= PROBLEM DETAILS =
Repeat the lines of the listing below verbatim, starting at the line with "- Object of interest: mirror reflection" and ending with the line with "[129,115,244,323]", both included.

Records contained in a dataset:
......
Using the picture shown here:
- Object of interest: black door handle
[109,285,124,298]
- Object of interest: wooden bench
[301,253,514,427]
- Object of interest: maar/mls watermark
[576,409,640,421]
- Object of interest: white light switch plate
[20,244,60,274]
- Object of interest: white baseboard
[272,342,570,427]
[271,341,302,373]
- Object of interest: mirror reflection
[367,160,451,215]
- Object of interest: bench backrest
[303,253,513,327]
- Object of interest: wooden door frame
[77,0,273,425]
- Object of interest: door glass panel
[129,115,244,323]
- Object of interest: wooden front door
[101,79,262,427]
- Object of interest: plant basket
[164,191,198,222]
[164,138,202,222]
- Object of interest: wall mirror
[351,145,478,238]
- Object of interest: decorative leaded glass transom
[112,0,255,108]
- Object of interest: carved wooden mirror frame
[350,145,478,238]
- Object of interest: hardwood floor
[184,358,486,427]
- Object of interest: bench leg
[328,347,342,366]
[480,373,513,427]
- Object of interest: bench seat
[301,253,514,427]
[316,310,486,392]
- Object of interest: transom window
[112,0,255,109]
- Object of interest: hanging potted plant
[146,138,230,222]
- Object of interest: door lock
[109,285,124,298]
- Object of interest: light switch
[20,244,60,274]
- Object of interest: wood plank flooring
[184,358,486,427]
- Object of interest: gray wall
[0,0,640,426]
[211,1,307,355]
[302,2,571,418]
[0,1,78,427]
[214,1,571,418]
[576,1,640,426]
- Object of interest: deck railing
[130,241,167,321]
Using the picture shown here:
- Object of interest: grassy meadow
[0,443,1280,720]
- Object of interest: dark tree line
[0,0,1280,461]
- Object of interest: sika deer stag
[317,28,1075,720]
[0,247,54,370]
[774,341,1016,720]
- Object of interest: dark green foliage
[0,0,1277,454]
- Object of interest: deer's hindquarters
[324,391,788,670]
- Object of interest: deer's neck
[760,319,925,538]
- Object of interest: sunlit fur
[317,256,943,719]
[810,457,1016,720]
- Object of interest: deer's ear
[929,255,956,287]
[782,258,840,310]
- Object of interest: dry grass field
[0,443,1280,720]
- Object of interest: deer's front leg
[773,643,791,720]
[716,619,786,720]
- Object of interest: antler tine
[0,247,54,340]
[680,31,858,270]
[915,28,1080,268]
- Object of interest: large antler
......
= WRITTEN SOLUTION =
- Object of interest: mirror reflection
[367,160,451,215]
- Object of interest: bench backrest
[303,253,513,327]
- Object of interest: wooden door frame
[77,0,273,425]
- Object of interest: door glass panel
[129,115,244,323]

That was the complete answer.